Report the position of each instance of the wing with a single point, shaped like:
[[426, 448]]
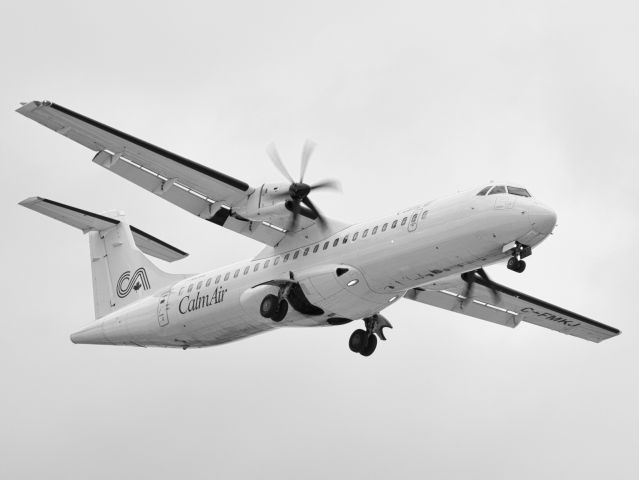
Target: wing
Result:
[[509, 308], [204, 192], [88, 221]]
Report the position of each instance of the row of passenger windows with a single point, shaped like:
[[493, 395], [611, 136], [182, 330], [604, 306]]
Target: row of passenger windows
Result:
[[245, 271]]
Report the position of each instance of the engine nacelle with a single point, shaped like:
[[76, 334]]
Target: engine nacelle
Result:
[[342, 290]]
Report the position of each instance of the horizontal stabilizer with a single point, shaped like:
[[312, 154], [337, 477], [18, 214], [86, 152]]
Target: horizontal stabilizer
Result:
[[88, 221]]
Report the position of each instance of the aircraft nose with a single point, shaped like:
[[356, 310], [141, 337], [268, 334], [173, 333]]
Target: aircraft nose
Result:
[[542, 218]]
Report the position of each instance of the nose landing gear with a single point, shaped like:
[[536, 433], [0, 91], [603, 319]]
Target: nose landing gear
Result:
[[364, 342], [515, 263]]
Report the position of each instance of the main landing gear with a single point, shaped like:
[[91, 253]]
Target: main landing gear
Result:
[[515, 263], [274, 308], [364, 342]]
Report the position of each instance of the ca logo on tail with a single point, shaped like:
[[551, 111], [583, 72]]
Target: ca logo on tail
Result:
[[128, 282]]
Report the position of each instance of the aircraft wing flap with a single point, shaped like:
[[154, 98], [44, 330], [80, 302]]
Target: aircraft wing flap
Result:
[[509, 308], [89, 221]]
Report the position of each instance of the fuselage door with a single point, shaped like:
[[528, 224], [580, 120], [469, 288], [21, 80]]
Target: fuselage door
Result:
[[163, 309], [414, 219]]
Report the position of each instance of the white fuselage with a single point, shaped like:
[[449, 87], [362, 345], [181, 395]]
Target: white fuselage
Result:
[[382, 260]]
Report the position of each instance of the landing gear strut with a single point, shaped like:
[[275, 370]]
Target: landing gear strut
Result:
[[274, 308], [364, 342], [515, 263]]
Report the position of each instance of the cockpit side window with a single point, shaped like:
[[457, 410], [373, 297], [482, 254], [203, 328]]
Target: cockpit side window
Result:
[[498, 189], [522, 192]]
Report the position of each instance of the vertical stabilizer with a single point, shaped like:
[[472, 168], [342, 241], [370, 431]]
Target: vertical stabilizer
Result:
[[121, 273]]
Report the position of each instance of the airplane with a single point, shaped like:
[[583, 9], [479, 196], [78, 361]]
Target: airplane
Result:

————

→ Problem to solve
When you reproduce the entries above, keep every word exact and leave the images out.

→ Your response
Report the position of each instance of the wing with a single point, shaped like:
[[426, 448]]
Target: wing
Result:
[[509, 308], [204, 192], [88, 221]]
Report the position of each instance of the row of passenger windows with a single point, shaped like:
[[493, 395], [611, 136], [182, 330], [604, 306]]
Target: row of passenger windows
Result:
[[245, 271]]
Report the position of each instance of the engine nacelle with a single point, shaped like:
[[76, 334]]
Target: engine nacelle
Result:
[[342, 290]]
Report the position of each instance of the horizontal stabilizer with a single point, shaped like:
[[312, 154], [337, 477], [18, 214], [86, 152]]
Target: horizontal stabilizer
Result:
[[88, 221]]
Report the position of each instance of the aircraft nose with a single point, shaped like:
[[356, 310], [141, 337], [268, 334], [173, 333]]
Target: aircraft nose
Result:
[[542, 218]]
Report the position of each instance of the nose landing gear with a single point, shaped like:
[[536, 433], [0, 91], [603, 319]]
Target: nose landing gear
Result:
[[364, 342], [515, 263]]
Report the position of each instance of the main landing gear with a single point, shaped like:
[[91, 253]]
Target: main landing gear
Result:
[[515, 263], [274, 308], [364, 342]]
Report the position of each instance of the ca logo on tail with a single point, shaped like:
[[551, 111], [583, 72]]
Target: ca logo on tail
Result:
[[128, 282]]
Report the position of each instance of the aircraft wing flap with a single point, shaped like:
[[154, 98], [44, 330], [80, 302]]
Target: aircraft wing flap
Result:
[[509, 308], [89, 221]]
Report the position of each instance of the fuselage door with a single point, shaped like:
[[528, 224], [580, 120], [469, 288], [21, 80]]
Target: fuselage door
Result:
[[163, 309], [414, 219]]
Report the position of each instance of the white fuselage with a single point, shaped like:
[[449, 87], [362, 345], [181, 395]]
Target: white fuselage
Result:
[[382, 260]]
Report the position of each instance of the landing gear strut with a single point, shaped like:
[[275, 370]]
Target: landing gear strut
Result:
[[274, 308], [364, 342], [515, 263]]
Report the position of each instance of the cockpit side window with a single point, shaped like:
[[457, 410], [373, 297], [482, 254], [203, 328]]
Target: cockpit side window
Result:
[[498, 189], [522, 192]]
Report the position of each instance of the vertical stabilizer with a single point, shaped like:
[[472, 168], [342, 241], [370, 431]]
Target: vertical stabilizer
Result:
[[121, 273]]
Report the position of each instance of the airplane with a single point, shaped like:
[[583, 9], [479, 196], [78, 361]]
Target: airplane
Result:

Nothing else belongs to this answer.